In my 14 years, I probably met at our Cathedral most of the types that Jesus met in the Jerusalem Temple, including the poor “widow woman” of today’s gospel. This woman taught me a very important lesson about priesthood.
I was running late for the noon mass. I was going to the back of the Cathedral for something when I was confronted by a “bag lady” coming at me, with both arms waving to get my attention. I was used to it, so used to it, that I thought I “had seen it all” when it came to “street people.” As soon as I spotted her, I just assumed that she wanted money. I had been down that road so many, many times. Before I could get my well-rehearsed “come back later” or “go see our social worker” speech out, she asked excitedly, “Father, where is the poor box? I want to make a donation!” At that she opened her dirty hand and there she clutched her gift of a few nickels and pennies for the “poor box.” I had stereotyped and judged her by her appearance. Her generous “widow’s mite” judged me!

________

- [QUESTIONS ON THE MATERIAL]:
1 – Rewrite the account of the bag lady between "In my 14 years, I" and "lesson about priesthood.", inclusive, replacing "Cathedral" with "church".
2 – Continue the account of the bag lady from its last sentence.

________

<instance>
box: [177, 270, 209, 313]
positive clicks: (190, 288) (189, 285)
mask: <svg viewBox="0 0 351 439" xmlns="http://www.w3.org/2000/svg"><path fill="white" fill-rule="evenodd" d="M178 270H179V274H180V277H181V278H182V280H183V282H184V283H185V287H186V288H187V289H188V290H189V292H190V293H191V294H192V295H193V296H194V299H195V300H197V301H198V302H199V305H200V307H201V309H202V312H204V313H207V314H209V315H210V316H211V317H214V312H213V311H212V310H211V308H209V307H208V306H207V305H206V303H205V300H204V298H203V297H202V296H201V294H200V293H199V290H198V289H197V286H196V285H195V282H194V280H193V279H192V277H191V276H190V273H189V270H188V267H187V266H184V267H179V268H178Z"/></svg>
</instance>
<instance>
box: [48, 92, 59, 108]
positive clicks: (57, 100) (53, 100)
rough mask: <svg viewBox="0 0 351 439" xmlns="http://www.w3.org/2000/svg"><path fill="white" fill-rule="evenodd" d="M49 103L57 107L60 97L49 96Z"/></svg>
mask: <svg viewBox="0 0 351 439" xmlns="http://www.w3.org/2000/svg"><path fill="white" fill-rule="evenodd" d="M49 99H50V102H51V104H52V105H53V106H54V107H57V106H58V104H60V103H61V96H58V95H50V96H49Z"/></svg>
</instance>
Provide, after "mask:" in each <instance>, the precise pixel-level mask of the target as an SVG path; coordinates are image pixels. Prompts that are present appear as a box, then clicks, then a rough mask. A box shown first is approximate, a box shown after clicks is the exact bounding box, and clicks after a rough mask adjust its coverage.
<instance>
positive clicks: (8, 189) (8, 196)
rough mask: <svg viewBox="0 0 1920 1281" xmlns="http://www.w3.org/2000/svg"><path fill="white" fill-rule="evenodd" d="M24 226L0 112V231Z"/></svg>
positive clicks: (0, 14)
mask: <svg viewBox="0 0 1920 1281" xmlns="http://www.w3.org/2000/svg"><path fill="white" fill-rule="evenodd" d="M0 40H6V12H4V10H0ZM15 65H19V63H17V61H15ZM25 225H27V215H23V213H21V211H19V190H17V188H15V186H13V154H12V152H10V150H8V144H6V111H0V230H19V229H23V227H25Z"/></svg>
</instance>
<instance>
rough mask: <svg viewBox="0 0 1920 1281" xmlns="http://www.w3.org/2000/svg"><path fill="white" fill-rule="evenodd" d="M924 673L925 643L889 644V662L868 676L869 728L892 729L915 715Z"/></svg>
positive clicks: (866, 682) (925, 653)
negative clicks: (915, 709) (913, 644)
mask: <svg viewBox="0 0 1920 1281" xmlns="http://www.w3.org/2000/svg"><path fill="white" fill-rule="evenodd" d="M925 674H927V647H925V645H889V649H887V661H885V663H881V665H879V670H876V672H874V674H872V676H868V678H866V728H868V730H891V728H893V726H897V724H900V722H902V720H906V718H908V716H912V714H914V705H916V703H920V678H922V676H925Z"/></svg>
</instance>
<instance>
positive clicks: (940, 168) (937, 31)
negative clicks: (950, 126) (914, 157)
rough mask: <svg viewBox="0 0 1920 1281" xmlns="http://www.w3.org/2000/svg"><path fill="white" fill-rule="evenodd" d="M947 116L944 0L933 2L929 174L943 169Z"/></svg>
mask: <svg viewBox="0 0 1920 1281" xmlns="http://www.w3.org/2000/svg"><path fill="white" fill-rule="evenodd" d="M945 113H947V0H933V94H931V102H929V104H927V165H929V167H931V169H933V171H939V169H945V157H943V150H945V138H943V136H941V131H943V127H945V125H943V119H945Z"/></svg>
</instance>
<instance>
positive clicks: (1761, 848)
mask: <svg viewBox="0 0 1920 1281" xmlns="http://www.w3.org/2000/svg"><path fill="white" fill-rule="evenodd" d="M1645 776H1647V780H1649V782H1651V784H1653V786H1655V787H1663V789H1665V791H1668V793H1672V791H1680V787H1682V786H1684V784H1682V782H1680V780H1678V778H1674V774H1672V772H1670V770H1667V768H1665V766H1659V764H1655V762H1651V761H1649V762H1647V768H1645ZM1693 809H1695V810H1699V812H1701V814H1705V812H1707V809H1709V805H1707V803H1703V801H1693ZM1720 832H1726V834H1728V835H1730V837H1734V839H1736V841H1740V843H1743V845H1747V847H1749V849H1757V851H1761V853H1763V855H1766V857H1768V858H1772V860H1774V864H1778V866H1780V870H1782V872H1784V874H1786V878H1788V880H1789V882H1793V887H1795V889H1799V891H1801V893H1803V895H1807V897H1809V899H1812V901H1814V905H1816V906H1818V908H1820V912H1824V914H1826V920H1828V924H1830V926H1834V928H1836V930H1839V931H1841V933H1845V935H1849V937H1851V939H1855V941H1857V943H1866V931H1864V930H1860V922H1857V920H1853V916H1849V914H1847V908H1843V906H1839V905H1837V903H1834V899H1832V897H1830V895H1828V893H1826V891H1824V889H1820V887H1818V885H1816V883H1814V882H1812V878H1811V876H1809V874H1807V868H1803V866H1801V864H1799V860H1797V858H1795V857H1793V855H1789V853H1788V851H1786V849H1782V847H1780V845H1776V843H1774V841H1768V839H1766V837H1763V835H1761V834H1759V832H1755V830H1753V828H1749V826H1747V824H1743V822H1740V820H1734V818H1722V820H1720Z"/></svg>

________

- [ANSWERS PER TASK]:
1 –
In my 14 years, I probably met at our church most of the types that Jesus met in the Jerusalem Temple, including the poor “widow woman” of today’s gospel. This woman taught me a very important lesson about priesthood.

2 –
This modern-day version of the “widow and her mite” taught this priest several lessons. (1) You never know what is going on inside the people, merely through external observation, so always “take off your shoes” and approach them as you would “holy ground.” There is nothing as dangerous as a judgmental, “know it all” priest, be he a young priest or an old priest. (2) As Jesus taught the Pharisees, some of the people may have the appearance of saints, but inside are like whitewashed tombs, while some of those who appear to you to be terrible sinners may just turn out to be living saints. “Do not judge, lest you be judged.” (3) Generosity has very little to do with the size of the gift. Many big givers give once in a while from their surplus and blow a horn when they make their gifts, but the ones who really keep parishes going are the many consistent little gifts from people who have to sacrifice to give. When I used to go to parishes to ask for funding for the home missions, I soon found out that I came home with more money when I went to “poor” parishes than when I went to the so called “wealthy” parishes.
In our first reading, the widow of Zarephath, who risked being generous when she herself was close to starvation, is also one of my Biblical heroes. The widow-woman, down to her last handful of meal and a few drops of oil, had to choose between feeding herself and her son or offering hospitality to a traveling holy man. Ignoring her own needs, she chose to be generous. She took that handful of meal and those few drops of oil and made a small cake and gave it to a stranger. For her radical generosity, God rewarded her with bread that never ran out the whole next year.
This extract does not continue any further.